PROBLEM
1) A state monopoly in medical care has resulted in the gradual loss of a professional ethic which was always ultimately inspired by the profit motive. With no financial incentive to behave nicely towards patients, many doctors and nurses have simply stopped doing so.
2) This lack of incentive extends to delivering medical services to a high standard of quality and efficiency. Why bother? Just so your colleagues will respect you? But their respect no longer depends much on this, and anyway peer pressure isn't sufficient to generate quality or efficiency, as we know from our experience with nationalised industries.
3) Because of an irrational fear on the part of most people that the abolition of the NHS would entail a complete loss of medical care, it has become impossible even to discuss this option. Tinkering at the edges by means of 'internal markets' and similar has simply made things worse.
4) For the foreseeable future therefore, we are stuck with a medical system which will get progressively worse, even with more and more money being pumped into it. Although patients are usually unable to assess the technical quality of what they receive, they are astute enough to notice whether they are being treated like (a) paying hotel guests or (b) prison inmates.
SOLUTION
Train staff to "smile" more at patients.
THE government is considering a new scheme to improve the National Health Service: encouraging doctors and nurses to smile at patients. The proposal was presented at Thursday’s cabinet meeting as the culmination of six months’ work by the brightest minds in Downing Street. A cabinet source said: “One of the things that came out of the focus group discussions was that they didn’t feel nurses and so on gave the impression that they cared enough. They felt, for example, that they should smile more.”Because, of course, what matters in a mediocracy is not caring, but looking like you care.
Ministers were told that a MORI survey had shown people remained dissatisfied with public services despite the billions of pounds Labour has spent on them. Ben Page of MORI told ministers the public wanted to see nurses smile more and to “give the impression of caring”. (Sunday Times)
Update
Ben Page has left a comment saying the Sunday Times article is a calumny of the facts, and that MORI will be publishing the full report next month. I look forward to reading it, and will comment again when I’ve seen it.
Page says that “the public want to see tenderness and compassion in the delivery of public services”. No doubt patients would like to be treated with more respect and politeness, but the question is whether this can be achieved in the context of a state service, in which there is effectively no consumer power. It’s a little like saying: “parents want comprehensive schools to provide an environment in which their children can flourish”. Sure they do, but it ain’t gonna happen, however aware the government is of the problem.

## INFORMATION GIVEN:

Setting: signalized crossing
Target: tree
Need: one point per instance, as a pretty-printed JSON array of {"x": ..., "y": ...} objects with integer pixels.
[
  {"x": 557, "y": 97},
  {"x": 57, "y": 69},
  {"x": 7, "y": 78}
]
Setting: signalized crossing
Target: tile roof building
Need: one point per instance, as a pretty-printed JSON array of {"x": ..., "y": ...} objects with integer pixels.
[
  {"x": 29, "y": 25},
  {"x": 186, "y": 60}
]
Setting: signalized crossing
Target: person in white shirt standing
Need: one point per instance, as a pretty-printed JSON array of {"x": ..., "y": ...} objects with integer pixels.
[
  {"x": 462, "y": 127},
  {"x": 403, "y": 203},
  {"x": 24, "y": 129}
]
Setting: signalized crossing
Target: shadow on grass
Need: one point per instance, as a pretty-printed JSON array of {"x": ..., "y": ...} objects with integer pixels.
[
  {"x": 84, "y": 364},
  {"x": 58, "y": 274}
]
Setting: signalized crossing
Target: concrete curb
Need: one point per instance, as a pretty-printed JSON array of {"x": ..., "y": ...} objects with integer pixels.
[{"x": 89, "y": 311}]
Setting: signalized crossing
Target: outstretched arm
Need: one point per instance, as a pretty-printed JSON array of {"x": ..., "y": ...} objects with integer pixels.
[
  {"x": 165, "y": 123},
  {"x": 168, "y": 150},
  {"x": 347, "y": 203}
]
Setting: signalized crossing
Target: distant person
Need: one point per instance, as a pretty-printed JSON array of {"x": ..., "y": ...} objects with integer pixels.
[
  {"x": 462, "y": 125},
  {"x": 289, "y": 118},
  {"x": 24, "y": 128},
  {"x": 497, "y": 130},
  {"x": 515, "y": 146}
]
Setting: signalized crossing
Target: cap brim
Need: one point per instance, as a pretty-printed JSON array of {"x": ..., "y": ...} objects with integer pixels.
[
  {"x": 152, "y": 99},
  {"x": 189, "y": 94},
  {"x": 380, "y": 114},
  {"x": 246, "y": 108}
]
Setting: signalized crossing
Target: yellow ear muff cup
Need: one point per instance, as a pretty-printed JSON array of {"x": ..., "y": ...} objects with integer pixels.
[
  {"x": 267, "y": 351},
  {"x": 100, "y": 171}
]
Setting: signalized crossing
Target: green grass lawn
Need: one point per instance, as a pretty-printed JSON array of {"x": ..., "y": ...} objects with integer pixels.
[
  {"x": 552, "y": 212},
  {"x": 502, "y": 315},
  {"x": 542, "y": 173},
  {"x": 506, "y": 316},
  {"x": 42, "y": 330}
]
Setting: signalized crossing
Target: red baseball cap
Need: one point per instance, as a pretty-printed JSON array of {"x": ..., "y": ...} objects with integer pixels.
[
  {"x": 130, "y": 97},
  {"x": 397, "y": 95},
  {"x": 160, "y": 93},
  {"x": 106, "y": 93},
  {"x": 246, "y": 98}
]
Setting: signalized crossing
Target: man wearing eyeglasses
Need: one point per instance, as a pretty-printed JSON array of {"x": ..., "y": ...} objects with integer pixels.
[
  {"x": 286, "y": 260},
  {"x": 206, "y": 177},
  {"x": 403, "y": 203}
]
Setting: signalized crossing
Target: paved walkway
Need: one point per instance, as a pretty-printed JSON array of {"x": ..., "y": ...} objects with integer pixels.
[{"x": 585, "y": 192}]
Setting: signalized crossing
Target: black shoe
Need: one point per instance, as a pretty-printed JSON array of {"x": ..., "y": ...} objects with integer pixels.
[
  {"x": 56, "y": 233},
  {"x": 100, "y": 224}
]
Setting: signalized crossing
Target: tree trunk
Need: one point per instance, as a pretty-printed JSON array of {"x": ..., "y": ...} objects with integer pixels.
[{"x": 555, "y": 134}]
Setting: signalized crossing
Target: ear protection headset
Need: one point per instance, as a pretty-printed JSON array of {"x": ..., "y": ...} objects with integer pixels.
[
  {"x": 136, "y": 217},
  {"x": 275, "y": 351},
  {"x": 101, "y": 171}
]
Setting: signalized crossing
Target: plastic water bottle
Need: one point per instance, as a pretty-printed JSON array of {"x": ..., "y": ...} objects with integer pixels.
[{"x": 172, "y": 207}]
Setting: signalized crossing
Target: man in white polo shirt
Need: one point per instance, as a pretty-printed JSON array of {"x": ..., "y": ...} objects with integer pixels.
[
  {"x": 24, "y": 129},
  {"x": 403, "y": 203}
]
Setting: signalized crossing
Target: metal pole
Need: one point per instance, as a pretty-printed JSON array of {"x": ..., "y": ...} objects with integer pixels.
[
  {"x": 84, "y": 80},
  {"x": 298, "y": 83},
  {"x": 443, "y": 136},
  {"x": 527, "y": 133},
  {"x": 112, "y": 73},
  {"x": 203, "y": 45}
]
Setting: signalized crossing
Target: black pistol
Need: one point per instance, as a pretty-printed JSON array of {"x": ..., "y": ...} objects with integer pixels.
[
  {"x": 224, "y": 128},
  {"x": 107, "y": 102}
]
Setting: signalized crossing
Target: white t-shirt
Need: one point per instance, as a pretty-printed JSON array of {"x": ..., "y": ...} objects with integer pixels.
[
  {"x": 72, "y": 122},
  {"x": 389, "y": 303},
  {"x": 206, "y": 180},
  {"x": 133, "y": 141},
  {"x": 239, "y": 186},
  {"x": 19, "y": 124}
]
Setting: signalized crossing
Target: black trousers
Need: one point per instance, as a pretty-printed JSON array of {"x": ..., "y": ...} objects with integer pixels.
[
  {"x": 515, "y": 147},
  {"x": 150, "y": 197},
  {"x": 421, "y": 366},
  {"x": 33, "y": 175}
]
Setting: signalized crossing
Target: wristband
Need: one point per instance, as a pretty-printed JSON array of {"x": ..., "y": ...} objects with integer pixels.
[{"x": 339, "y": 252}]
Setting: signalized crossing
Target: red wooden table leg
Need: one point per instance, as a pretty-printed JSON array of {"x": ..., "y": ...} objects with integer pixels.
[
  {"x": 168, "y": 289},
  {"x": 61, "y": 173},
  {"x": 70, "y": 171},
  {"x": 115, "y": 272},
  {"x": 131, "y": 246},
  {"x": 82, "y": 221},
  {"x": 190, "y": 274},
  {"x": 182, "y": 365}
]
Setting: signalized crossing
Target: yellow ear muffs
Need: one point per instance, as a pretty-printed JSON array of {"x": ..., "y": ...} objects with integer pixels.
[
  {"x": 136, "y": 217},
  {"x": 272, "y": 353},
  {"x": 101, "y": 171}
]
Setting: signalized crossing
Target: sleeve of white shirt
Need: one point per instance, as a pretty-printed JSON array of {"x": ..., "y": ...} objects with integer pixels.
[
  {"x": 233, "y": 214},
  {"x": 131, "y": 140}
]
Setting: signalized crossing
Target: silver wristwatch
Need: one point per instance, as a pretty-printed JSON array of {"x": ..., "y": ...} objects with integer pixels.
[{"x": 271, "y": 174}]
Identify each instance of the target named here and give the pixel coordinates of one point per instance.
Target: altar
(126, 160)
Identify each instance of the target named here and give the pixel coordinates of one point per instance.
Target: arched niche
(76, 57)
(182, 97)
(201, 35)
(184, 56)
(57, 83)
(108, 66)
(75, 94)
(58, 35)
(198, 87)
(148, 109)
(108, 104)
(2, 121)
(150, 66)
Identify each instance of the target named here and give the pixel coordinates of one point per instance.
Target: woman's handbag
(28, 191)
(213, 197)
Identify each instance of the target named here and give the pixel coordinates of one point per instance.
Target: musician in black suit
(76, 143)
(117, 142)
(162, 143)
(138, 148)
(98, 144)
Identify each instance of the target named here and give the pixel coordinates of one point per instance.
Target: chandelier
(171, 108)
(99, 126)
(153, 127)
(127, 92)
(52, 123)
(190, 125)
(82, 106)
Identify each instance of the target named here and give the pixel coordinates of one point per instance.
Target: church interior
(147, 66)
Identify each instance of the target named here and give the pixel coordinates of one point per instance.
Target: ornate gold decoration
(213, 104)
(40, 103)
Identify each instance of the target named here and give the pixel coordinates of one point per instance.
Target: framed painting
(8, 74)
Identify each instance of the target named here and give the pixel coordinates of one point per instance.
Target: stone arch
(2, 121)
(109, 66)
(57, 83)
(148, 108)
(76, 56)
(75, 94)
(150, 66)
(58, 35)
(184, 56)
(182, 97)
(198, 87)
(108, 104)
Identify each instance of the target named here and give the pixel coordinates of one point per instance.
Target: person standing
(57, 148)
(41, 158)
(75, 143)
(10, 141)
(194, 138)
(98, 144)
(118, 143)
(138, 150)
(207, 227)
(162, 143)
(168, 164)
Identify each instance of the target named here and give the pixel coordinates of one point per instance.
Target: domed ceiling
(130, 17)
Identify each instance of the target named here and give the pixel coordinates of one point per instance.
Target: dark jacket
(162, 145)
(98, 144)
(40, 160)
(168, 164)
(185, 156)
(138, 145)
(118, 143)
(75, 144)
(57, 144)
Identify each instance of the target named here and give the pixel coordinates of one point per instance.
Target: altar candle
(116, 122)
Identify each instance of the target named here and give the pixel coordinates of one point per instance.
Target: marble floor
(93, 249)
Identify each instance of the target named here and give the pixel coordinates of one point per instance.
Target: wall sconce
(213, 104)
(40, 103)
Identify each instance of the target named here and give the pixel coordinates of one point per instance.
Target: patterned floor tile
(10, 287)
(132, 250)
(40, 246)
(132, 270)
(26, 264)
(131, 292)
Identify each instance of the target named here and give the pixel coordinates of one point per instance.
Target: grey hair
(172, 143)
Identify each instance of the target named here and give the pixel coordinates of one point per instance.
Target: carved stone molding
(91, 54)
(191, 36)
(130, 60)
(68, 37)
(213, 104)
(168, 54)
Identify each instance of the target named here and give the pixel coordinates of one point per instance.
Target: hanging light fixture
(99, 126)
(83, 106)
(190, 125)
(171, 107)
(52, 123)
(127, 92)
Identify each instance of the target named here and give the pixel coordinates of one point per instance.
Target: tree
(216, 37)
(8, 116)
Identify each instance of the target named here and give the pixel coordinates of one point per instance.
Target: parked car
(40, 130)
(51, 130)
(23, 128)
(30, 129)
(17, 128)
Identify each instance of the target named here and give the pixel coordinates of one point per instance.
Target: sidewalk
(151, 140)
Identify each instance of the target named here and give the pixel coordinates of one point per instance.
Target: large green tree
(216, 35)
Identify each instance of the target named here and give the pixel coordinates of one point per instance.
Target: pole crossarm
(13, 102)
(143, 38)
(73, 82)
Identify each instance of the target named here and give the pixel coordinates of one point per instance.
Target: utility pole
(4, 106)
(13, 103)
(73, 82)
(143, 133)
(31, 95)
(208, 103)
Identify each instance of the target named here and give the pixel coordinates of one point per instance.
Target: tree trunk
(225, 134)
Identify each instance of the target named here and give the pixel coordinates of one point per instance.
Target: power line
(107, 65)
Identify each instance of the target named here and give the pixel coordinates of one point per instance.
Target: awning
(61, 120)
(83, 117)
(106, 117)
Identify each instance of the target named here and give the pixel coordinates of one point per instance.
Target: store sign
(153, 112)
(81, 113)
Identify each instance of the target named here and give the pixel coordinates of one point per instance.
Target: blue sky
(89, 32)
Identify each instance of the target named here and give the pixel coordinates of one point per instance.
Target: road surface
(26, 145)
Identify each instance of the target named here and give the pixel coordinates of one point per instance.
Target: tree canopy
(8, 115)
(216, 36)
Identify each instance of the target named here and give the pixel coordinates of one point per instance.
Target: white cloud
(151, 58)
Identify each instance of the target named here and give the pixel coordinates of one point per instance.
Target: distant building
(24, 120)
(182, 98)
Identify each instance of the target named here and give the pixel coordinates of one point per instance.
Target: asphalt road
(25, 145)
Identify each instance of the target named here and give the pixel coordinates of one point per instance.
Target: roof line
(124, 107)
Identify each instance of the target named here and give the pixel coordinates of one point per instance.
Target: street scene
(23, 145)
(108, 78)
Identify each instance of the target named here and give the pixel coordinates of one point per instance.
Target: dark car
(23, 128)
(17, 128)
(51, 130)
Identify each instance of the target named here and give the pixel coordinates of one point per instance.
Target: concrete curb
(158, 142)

## REQUIRED ACTIONS:
- a) In the post on the NHS above, give the first sentence of each numbered point under the heading "PROBLEM".
- b) Recast the paragraph of the post on the NHS that begins "THE government is considering" as a bulleted list that retains its main facts.

## EXERCISE SOLUTIONS:
- a)
1) A state monopoly in medical care has resulted in the gradual loss of a professional ethic which was always ultimately inspired by the profit motive.
2) This lack of incentive extends to delivering medical services to a high standard of quality and efficiency.
3) Because of an irrational fear on the part of most people that the abolition of the NHS would entail a complete loss of medical care, it has become impossible even to discuss this option.
4) For the foreseeable future therefore, we are stuck with a medical system which will get progressively worse, even with more and more money being pumped into it.

- b)
- The government is considering a scheme to improve the National Health Service by encouraging doctors and nurses to smile at patients.
- The proposal was presented at Thursday's cabinet meeting as the culmination of six months' work in Downing Street.
- A cabinet source said focus groups felt that nurses and other staff did not give the impression of caring enough and should smile more.
- The author comments that in a mediocracy what matters is not caring but looking like you care.